**Excerpt to read:**
=== Section Start ===

The team plans to start by producing some 360-degree videos compatible with headsets like Google Cardboard, which offer a limited, but affordable, virtual reality experience. Later, Solomon hopes to put out an immersive, virtual reality version of The Stardust Mystery for the HTC Vive or Oculus Rift systems.

This is Solomon’s first gaming business, though he’s founded several Connecticut companies over the last 40 years with his wife Sally Solomon and partner David Hamblen, beginning with technology development firm Advanced Fuel Research in East Hartford in 1980.

From that company, they spun off three other businesses. They started the first, Online Technologies, in 1991 to develop equipment to test computer chips and sold it in 2001 for $23 million. That same year, the trio founded Real Time Analyzers to design and manufacture devices for measuring fuel quality. In 2010, they founded their third AFR spin-off, Image Insight, based on radioactivity detection technology.

Over the years, Solomon has managed more than $20 million in research contracts, according to AFR.

But TheBeamer LLC is Peter and Sally Solomon’s most creative venture to date, and by far their most personal.

The birth of his 12th, and likely last, grandchild inspired Peter Solomon to take on a lifelong goal of writing a book. He penned The Stardust Mystery, a story of travel through time and space, of the history of the Earth and the universe, with his wife and two of his children, Jeffrey and Joanne Solomon. The main characters are based on four of his grandchildren, his original audience.

=== Section End ===

Saved entries
=== Section Start ===

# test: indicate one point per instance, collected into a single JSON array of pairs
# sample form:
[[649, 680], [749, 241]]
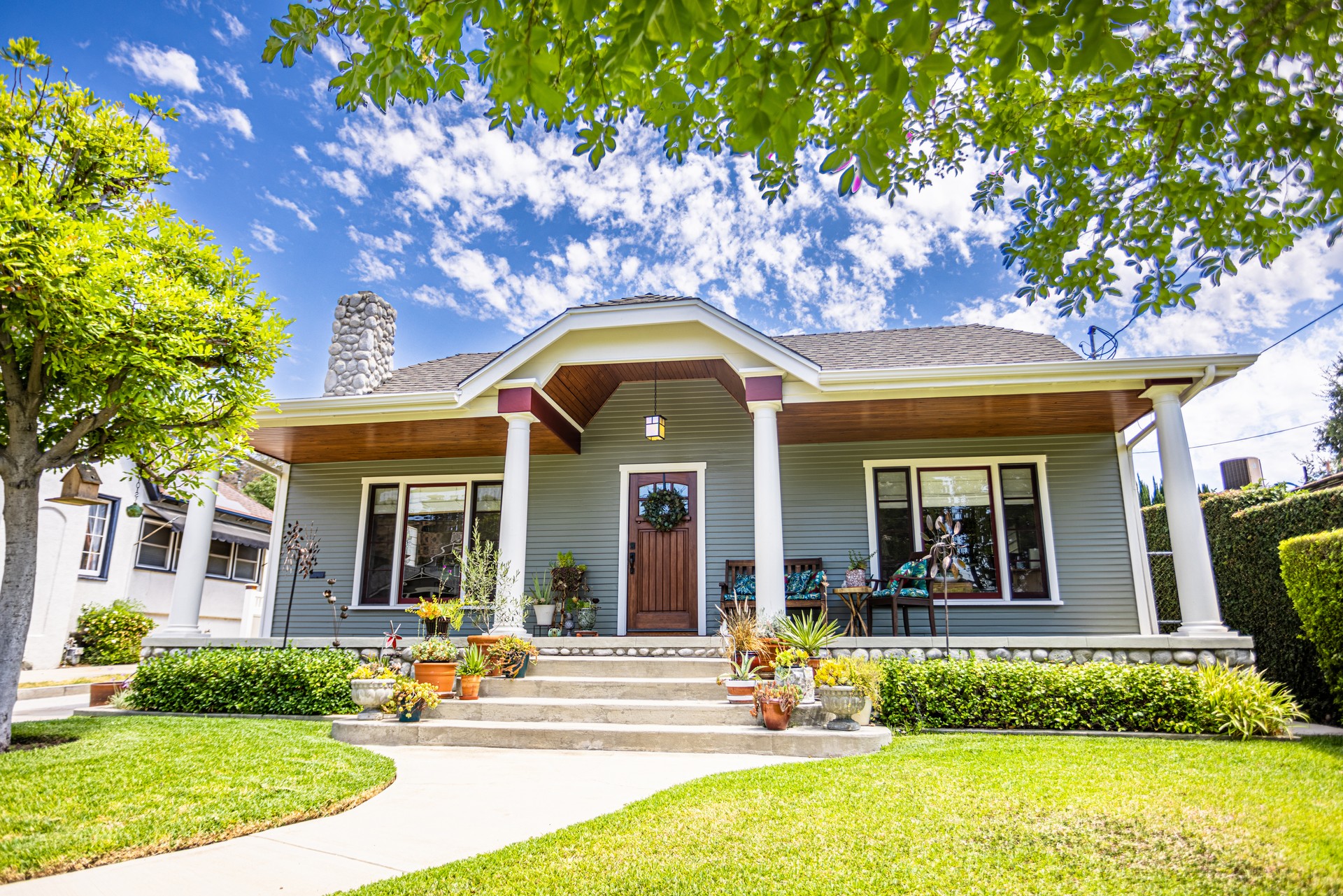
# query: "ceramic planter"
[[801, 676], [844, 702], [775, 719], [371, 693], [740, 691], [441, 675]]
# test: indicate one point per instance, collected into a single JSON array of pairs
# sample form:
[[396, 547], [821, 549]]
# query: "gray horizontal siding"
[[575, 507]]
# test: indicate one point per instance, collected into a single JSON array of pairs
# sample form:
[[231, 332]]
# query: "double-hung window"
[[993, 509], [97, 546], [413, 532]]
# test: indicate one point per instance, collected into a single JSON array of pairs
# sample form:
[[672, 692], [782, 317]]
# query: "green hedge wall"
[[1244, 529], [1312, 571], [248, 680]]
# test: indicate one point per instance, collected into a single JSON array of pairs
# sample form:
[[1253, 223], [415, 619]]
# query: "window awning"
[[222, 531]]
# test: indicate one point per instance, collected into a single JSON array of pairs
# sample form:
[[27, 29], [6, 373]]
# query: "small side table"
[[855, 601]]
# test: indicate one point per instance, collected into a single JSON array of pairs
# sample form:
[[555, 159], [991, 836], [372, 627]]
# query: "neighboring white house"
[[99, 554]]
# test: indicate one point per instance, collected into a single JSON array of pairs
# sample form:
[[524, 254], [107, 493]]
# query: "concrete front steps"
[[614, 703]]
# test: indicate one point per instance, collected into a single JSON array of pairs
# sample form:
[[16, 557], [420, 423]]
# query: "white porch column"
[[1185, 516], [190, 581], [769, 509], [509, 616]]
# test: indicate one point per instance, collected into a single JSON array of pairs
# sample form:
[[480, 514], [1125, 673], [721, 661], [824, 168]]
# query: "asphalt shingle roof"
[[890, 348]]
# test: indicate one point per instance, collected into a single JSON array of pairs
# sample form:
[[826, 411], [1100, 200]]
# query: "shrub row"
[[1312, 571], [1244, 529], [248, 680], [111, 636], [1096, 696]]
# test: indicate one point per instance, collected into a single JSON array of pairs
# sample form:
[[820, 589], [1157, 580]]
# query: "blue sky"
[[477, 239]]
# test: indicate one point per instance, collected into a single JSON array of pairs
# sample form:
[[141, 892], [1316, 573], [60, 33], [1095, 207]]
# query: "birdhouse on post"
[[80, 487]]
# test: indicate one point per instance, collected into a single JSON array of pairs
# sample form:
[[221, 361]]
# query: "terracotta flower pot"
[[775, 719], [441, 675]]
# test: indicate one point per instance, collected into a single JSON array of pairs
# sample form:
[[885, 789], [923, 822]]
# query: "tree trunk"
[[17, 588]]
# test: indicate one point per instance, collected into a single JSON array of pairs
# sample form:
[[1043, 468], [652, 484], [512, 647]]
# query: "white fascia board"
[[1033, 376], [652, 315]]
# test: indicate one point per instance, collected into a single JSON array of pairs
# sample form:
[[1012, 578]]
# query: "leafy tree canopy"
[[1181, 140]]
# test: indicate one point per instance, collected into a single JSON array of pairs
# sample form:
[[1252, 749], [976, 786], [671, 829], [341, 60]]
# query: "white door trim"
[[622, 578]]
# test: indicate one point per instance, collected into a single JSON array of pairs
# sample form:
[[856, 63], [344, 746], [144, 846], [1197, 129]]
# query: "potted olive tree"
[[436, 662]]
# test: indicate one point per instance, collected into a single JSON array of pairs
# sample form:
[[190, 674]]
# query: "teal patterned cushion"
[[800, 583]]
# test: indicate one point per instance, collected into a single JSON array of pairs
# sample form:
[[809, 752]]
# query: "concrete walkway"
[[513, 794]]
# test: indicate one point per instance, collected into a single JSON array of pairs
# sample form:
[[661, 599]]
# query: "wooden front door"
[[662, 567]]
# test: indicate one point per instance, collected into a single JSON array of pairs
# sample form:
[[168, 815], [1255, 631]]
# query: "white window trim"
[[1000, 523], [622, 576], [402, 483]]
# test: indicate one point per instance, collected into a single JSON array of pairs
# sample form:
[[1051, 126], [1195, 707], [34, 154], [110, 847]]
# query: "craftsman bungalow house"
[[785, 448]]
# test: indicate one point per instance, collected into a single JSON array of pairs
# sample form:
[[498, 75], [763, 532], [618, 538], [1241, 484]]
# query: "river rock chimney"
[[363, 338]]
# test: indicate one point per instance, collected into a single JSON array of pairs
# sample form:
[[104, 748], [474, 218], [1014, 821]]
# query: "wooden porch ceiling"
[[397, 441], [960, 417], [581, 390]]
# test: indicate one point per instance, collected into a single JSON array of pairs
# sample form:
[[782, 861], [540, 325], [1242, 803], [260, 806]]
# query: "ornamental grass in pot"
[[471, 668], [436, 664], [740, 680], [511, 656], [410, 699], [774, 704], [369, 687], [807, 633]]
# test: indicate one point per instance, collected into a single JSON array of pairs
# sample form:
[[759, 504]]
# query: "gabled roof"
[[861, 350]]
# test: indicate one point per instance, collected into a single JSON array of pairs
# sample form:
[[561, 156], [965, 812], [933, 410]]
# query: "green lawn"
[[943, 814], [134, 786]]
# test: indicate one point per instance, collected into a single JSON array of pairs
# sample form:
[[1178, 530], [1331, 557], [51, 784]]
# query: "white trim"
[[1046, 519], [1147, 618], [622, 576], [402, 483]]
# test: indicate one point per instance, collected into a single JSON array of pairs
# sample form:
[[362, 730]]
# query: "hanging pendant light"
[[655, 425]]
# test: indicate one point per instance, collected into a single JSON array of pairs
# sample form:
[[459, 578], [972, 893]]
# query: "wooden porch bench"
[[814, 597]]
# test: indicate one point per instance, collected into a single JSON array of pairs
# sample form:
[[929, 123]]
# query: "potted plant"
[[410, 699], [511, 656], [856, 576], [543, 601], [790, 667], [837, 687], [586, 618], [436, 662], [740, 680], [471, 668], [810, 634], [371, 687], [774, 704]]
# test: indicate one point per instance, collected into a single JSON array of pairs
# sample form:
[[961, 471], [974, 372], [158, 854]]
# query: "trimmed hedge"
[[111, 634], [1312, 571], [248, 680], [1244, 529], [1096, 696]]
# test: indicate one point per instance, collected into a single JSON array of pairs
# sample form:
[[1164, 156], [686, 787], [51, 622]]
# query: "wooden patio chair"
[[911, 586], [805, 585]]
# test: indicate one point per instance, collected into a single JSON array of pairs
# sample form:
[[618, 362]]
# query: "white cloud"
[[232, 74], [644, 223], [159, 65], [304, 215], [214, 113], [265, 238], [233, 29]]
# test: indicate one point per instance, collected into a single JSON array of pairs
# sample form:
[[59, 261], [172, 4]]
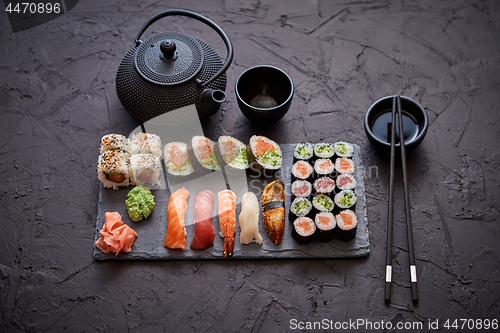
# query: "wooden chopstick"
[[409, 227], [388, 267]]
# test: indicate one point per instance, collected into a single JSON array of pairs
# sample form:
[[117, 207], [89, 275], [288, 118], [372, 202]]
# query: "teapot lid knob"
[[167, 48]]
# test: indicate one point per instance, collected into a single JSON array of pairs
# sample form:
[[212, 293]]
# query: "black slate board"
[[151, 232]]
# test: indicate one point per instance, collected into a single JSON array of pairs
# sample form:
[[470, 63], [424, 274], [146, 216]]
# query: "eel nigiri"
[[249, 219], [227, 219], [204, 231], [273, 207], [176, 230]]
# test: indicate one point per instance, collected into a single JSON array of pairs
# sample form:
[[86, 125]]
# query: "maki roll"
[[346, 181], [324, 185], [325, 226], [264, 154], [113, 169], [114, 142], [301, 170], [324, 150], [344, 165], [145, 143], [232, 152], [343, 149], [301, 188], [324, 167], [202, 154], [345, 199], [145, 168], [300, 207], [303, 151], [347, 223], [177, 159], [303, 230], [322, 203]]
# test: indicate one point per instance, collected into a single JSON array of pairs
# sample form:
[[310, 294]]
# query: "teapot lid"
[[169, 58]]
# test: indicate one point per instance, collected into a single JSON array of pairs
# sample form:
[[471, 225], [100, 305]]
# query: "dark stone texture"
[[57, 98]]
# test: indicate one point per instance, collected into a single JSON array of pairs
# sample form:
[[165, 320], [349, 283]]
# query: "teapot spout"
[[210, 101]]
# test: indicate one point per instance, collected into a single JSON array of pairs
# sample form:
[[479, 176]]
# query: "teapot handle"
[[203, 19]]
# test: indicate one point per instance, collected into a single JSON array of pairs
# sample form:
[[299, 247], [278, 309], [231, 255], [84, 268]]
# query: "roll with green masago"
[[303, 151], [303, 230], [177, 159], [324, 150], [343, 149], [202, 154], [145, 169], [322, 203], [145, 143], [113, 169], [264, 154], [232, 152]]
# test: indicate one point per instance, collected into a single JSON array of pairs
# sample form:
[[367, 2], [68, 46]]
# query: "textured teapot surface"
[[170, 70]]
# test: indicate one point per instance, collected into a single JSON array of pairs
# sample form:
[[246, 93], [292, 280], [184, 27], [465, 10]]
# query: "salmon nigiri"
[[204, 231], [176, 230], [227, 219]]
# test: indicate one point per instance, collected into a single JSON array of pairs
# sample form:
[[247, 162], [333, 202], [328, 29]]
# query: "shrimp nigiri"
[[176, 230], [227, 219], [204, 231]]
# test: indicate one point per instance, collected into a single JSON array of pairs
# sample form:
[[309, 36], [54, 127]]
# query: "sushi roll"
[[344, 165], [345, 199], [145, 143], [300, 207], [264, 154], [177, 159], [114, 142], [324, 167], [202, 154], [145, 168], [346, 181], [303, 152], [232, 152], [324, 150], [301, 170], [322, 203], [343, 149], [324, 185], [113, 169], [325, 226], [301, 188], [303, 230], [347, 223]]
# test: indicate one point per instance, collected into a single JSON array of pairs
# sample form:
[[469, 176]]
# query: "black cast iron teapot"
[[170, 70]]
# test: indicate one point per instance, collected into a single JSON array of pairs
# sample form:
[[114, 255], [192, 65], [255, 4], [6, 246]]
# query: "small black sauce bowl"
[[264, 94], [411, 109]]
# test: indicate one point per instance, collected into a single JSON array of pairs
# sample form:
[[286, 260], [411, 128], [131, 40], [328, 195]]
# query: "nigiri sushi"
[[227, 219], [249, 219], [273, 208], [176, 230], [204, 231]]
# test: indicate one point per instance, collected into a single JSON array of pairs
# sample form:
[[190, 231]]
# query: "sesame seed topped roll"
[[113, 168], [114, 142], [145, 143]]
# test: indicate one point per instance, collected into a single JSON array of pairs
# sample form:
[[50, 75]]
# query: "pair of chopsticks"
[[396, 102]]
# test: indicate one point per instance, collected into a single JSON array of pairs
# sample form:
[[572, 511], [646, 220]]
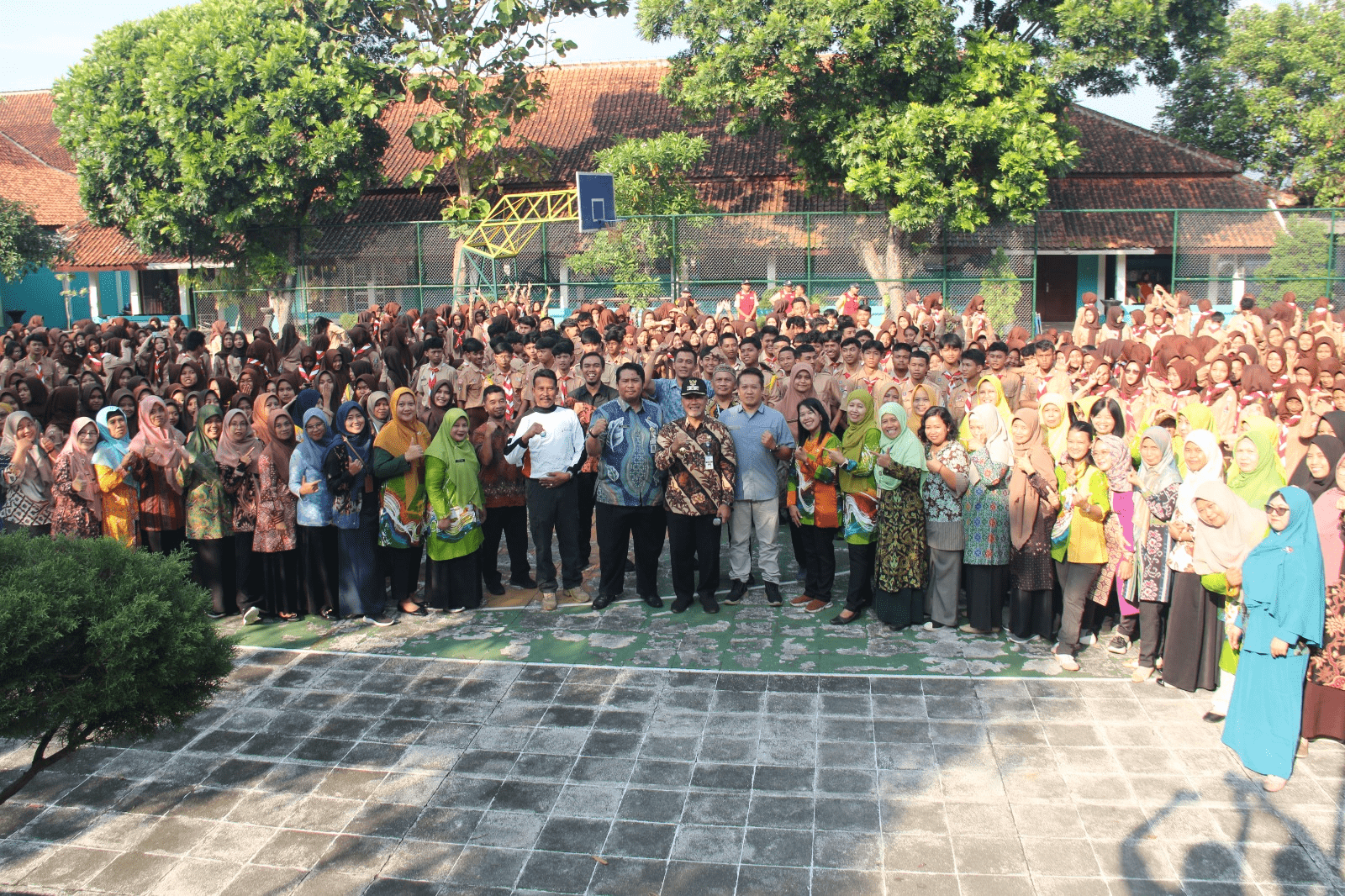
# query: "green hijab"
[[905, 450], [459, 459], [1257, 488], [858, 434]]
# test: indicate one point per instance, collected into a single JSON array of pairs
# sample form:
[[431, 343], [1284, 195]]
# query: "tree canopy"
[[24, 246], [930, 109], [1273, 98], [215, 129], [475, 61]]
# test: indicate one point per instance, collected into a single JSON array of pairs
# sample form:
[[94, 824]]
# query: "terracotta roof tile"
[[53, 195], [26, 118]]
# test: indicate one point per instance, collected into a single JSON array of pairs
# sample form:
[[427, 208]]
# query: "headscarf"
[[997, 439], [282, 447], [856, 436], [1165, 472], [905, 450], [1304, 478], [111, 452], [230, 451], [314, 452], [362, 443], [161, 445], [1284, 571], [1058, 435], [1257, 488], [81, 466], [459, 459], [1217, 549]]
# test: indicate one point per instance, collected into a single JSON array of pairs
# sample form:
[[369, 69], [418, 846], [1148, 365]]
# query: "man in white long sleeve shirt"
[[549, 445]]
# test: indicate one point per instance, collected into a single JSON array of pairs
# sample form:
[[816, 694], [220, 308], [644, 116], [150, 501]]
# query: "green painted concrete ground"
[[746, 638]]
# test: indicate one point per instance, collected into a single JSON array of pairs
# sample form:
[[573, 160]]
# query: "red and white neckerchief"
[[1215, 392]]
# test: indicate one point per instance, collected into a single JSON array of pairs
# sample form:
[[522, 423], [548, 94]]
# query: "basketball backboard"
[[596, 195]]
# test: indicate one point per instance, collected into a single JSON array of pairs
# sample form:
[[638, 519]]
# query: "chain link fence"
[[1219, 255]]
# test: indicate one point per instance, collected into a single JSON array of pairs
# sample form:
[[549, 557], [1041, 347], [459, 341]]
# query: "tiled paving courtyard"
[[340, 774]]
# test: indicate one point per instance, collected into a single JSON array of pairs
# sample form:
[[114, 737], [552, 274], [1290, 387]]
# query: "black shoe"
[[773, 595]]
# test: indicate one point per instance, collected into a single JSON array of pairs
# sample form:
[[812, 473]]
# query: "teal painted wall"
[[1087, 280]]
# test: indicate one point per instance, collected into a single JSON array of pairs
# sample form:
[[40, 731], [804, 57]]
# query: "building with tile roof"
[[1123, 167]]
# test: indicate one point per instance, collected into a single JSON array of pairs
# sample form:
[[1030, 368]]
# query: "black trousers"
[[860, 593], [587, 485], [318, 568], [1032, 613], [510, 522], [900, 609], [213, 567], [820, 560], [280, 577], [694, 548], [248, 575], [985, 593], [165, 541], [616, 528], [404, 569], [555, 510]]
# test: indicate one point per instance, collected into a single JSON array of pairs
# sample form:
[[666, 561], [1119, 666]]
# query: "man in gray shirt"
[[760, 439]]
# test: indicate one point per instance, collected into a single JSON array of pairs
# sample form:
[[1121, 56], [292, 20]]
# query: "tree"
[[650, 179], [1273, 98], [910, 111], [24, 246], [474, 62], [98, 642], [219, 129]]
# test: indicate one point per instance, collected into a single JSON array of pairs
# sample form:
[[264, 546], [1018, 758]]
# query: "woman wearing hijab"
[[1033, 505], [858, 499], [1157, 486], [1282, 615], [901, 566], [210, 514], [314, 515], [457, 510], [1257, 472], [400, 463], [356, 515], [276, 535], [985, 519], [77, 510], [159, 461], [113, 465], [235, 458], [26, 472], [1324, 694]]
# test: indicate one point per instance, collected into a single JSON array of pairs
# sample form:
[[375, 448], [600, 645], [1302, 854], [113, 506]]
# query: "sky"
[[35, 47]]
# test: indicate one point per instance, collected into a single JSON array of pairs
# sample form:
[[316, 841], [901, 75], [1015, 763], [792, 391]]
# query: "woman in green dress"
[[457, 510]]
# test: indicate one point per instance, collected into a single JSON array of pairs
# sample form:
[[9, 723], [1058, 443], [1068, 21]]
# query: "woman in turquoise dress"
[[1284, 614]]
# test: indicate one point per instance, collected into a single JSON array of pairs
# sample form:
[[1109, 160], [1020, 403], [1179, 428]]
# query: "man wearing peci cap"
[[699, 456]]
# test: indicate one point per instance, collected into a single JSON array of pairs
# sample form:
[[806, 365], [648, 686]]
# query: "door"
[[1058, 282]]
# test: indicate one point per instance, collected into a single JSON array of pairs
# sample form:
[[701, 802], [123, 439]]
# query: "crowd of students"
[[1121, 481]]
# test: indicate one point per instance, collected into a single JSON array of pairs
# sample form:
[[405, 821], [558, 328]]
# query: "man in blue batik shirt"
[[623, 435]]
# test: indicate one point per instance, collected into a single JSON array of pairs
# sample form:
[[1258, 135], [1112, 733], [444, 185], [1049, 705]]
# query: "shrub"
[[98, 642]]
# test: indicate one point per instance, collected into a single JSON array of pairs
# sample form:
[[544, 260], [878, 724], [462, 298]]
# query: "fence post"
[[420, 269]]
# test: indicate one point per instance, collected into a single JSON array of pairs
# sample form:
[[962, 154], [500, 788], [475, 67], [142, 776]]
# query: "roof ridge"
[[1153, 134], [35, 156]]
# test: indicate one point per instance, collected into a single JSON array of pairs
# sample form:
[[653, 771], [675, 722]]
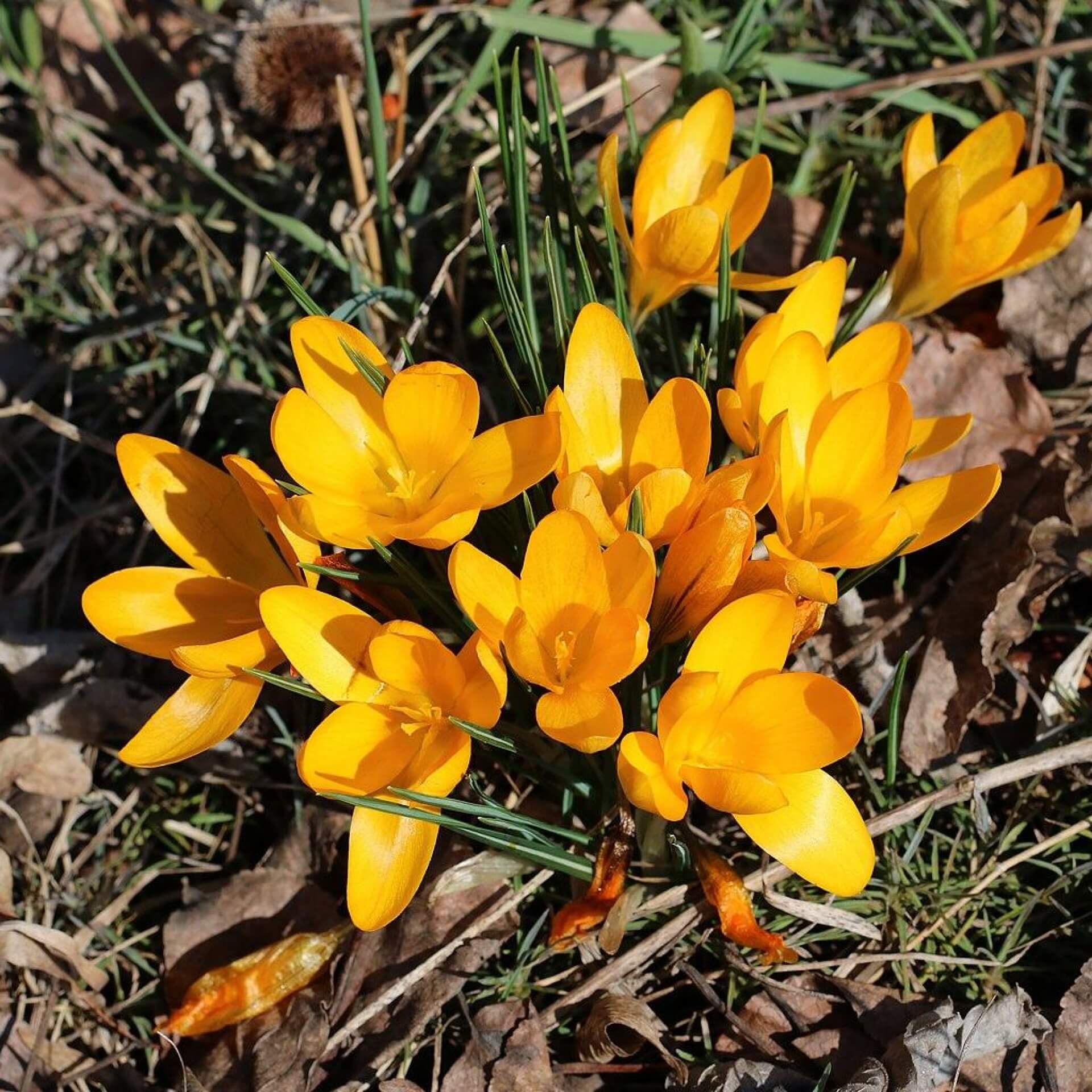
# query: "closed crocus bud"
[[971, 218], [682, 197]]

=== Section End ===

**Task 1:**
According to the excerpt about Peter Solomon, for how much did the founders sell Online Technologies?
**Task 2:**
Continue the excerpt about Peter Solomon from its last sentence.

**Task result 1:**
They sold it for $23 million.

**Task result 2:**
“They said, ‘Gee, we like the book but can you build us the time machine?’” Solomon recalled.

That’s when he decided to turn the story into a game, one so fun that kids would want to learn about science.

“The teaching of science is too much fact-oriented — individual little factoids of different parts of science and not enough about the interesting thread of science,” he said.

Three years later, students will soon be able to take on the roles of the games’ four characters — an explorer, scientist, navigator and guardian — to explore The Stardust Mystery and talk with the game’s expert avatars, depictions of real-life scientists who can “hear” and respond to hundreds of spoken questions. Albert Einstein is there, as well as Georges Lemaître, the originator of the Big Bang Theory, and little-known astronomer Henrietta Swan Leavitt, who discovered how to measure the distance between stars and galaxies for the first time.

“She was so obscure they tried to nominate her for a Nobel Prize three years after she had died,” Solomon said.

He named his company TheBeamer LLC after the game’s space- and time-travel machine, the Beamer. Players can catch a glimpse of it while they play by tilting their “heads” up to the sky, where it’s floating above them.

The game is already being tested by students in the West Hartford School District, who will receive the finished game for free from Beamer. In December, it won the "Kids Vote Award" at the 2016 U.S. Department of Education's Ed Games Expo. And last weekend, The Stardust Mystery displayed at the Boston Festival of Indie Games, where staff joked they would have to draw straws for the honor of wearing an inflatable T-Rex costume.

On Thursday, they’ll show the game one more time in Baltimore for a meeting of the National Science Teachers Association.

But, the group cautioned at a recent staff meeting, it’s still very much a work in progress. As a few Beamer employees worked on a complicated security problem — how to keep pornography out of the program’s artificial intelligence features — others noted simpler issues, like the fact that the dinosaurs on the screen were missing their shadows.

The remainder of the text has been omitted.